• [DATA RECORDS]:
□ □ □ □

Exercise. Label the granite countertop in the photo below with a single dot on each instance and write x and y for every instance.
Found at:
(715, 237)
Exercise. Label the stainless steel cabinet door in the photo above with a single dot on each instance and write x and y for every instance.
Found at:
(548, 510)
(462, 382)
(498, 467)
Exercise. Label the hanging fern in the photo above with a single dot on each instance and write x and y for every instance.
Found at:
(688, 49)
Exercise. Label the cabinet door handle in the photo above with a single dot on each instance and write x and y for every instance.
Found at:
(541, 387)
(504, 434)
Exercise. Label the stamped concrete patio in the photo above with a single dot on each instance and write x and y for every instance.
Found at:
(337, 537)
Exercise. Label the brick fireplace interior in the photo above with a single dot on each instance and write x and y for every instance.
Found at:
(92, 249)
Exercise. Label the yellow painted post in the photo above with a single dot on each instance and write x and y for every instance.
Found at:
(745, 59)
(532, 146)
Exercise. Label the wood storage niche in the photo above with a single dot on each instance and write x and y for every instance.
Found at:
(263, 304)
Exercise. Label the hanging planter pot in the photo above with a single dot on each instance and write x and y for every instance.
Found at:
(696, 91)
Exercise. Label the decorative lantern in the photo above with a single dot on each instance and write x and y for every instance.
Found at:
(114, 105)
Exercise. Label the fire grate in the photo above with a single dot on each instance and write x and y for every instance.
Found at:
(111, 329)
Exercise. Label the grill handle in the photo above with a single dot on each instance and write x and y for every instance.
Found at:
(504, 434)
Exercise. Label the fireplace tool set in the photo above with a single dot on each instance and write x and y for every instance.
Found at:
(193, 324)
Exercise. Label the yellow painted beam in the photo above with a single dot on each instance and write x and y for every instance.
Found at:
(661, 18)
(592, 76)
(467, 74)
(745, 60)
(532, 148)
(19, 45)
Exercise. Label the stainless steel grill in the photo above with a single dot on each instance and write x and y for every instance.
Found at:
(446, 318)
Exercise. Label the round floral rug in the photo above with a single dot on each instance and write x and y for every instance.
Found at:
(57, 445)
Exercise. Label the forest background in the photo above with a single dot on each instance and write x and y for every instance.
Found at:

□ □ □ □

• [WHAT YOU SHOULD DO]:
Reproduce all of the data above, from its first line to its last, without changing a single character.

• [RESULT BELOW]:
Exercise. Label the granite countertop in the photo below with a single dot on each instance and write x and y for every instance.
Found at:
(715, 237)
Exercise. Label the stainless steel cabinet door in the photo above with a single dot on each instance and write x and y for every instance.
Found at:
(548, 510)
(462, 382)
(498, 467)
Exercise. Label the hanging fern in the photo above with a single dot on each instance and write x and y for every instance.
Found at:
(688, 49)
Exercise. Label the cabinet door handle in the photo above with a single dot on each instance and write x and y for every instance.
Found at:
(541, 387)
(504, 434)
Exercise. Label the stamped concrete patio in the photo above with a single dot on each instance and write x and y for every instance.
Found at:
(337, 537)
Exercise. Label the brick fireplace interior in the photo above with a single dot on each instance and write x and y for every instance.
Found at:
(92, 249)
Exercise. Label the yellow painted post in the photo above with a single dot on each instance and write x and y for every instance.
Found at:
(745, 59)
(532, 146)
Exercise. Label the wood storage niche in the photo above with a single dot on each instance and write x and y for every instance.
Found at:
(263, 304)
Exercise. Label the hanging planter pot in the photo above with a single dot on each instance and write x and y for every instance.
Found at:
(696, 91)
Exercise. Label the decorative lantern in the photo above with a single dot on each instance and write x and y for every instance.
Found at:
(114, 105)
Exercise. Label the fire grate in the photo above with a single dot on each instance and write x and y for every instance.
Found at:
(111, 329)
Exercise. Label the grill handle in the photo above with a single dot on each instance and write x and y for every instance.
Found at:
(504, 434)
Exercise. Label the fireplace tool set in the photo above with a single dot on each instance and write x and y for every instance.
Found at:
(193, 324)
Exercise. Label the yellow painted beam in the photo above with a single dot on each instance and write x and y for every instance.
Found at:
(661, 18)
(592, 76)
(467, 74)
(745, 60)
(532, 148)
(19, 45)
Exercise. Label the stainless steel grill in the photo above with a single dot on each instance and write x and y for every instance.
Found at:
(446, 318)
Exercise. Label the round floral rug in the photo above with a single dot on each instance and write x and y for every instance.
Found at:
(57, 445)
Exercise. Label the forest background in the photo above with a single dot on each instance and write x and y for every instance.
Found at:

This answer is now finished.